Required tasks -
1. For each statement below, decide whether it agrees with the RL exercise text, answering yes or no and quoting the deciding words of that text: (a) In PPO, taking the min caps the penalty of a large unfavorable move. (b) GRPO uses the group's mean reward as its baseline. (c) Subtracting a baseline in REINFORCE changes the expected gradient.
2. Extend the RL exercise text by writing the next part, starting after its last sentence.

Quoted text -
The REINFORCE gradient is E[ ∇θ log πθ(a|s) · R ]. The factor ∇θ log πθ(a|s) points in the direction that increases the probability of the taken action; multiplying by the reward R scales that step by how good the outcome was. So high-reward trajectories get their actions made MORE likely (positive scaling) and low-reward ones less likely — 'do more of what worked'. It is likelihood-weighted by outcome.

Exercise 7Pen & Paper
Why does plain REINFORCE have high variance? How does a baseline reduce it? A>0 vs A<0?

Solution

Rewards vary wildly across trajectories, so the gradient estimate is noisy (high variance) — even good actions in a low-reward trajectory get pushed down. Subtracting a baseline b (e.g. the average/expected reward) gives the advantage A = R − b, which has lower variance without changing the expected gradient (the baseline is action-independent). A>0 means the trajectory was better than expected (increase its actions' probability); A<0 means worse than expected (decrease it). The baseline centers the signal.

Exercise 8Pen & Paper
Explain the PPO clipped objective; what does the clip prevent; why take the min?

Solution

PPO maximizes min(ρ·A, clip(ρ, 1−ε, 1+ε)·A), where ρ = π_new/π_old is the probability ratio. The clip prevents the policy from moving too far in one update (large ρ) which would be unstable given the on-policy advantage estimate. Taking the MIN makes the objective pessimistic: it caps the benefit of a large favorable move but does NOT cap the penalty of a large unfavorable one, so the update is conservative in the right direction — stable improvement without runaway steps.

Exercise 9Pen & Paper
Explain reward hacking with an example; why does the KL penalty defend; effect of β too low/high?

Solution

Reward hacking is when the policy maximizes the reward model's score without genuinely improving — e.g. learning that the RM rewards long, confident, or flattering answers, so it pads responses regardless of quality. The KL penalty keeps the policy close to the reference model, preventing it from drifting into degenerate, RM-exploiting regions far from sensible language. If β is too low, the policy drifts and hacks the reward; if too high, it barely changes from the reference and learns little. β balances improvement against staying grounded.

Exercise 10Pen & Paper
Describe the over-optimization (Goodhart) curve; why stop while RM score is still rising?

Solution

As you optimize against the reward model, TRUE quality first rises then falls even as the RM SCORE keeps climbing — the policy increasingly exploits the RM's imperfections (Goodhart: the proxy diverges from the goal). The curve of true quality vs RM score is hump-shaped. You must stop near the peak of true quality, which occurs while the RM score is still increasing — chasing the RM score past that point degrades the actual model.

Exercise 11Pen & Paper
Compare PPO and GRPO; what does GRPO remove; where's its baseline; why suited to reasoning?

Solution

GRPO removes the separate VALUE/critic model. Instead of a learned baseline, it samples a GROUP of responses per prompt and uses the group's mean reward as the baseline, computing each response's advantage relative to its peers (group-normalized). This is simpler and more memory-efficient (no critic), and it suits reasoning because verifiable rewards (correct/incorrect) over a group give a clean relative signal — above-average solutions get positive advantage — without needing to train a value function on sparse end-rewards.

Data section -
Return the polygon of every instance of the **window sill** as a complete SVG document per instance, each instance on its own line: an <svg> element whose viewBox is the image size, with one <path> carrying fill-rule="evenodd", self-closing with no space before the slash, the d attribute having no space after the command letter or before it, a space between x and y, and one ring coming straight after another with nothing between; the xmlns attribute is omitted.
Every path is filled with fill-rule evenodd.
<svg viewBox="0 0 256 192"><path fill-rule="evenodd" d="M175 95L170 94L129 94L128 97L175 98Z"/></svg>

Replies -
1.
(a) No: "it caps the benefit of a large favorable move but does NOT cap the penalty of a large unfavorable one"
(b) Yes: "uses the group's mean reward as the baseline"
(c) No: "without changing the expected gradient"

2.
Exercise 12Code
Implement a reward model (Transformer body + scalar head); train with Bradley-Terry loss.

Solution

Attach a scalar head to a Transformer's final representation and train with −logσ(r_w−r_l) (Exercise 4) on preference pairs. The model learns to output a scalar score where chosen responses score higher than rejected — the reward signal for RLHF.

Exercise 13Code
Verify the reward model: pairwise accuracy on held-out chosen vs rejected.

Solution

Measuring how often the trained RM scores the held-out chosen response above the rejected one gives pairwise accuracy (typically 65–75% on noisy human preferences). This validates the RM generalizes the preference signal rather than memorizing — a prerequisite for useful RLHF.

Exercise 14Code
Implement REINFORCE on a toy text task; show average reward rising.

Solution

Optimizing the log-prob-weighted-by-reward objective (Exercise 6) on a task with a simple programmatic reward (e.g. produce sequences with a target property) shows the average reward climbing over training — the policy gradient 'doing more of what worked' in action.

Exercise 15Code
Add a baseline (running mean) to REINFORCE; plot gradient variance with/without.

Solution

Subtracting a running-mean baseline to form the advantage (Exercise 7) noticeably reduces the variance of the gradient estimates (visible as a tighter, less noisy training curve and lower measured gradient variance) without biasing the update — demonstrating the variance-reduction role of the baseline.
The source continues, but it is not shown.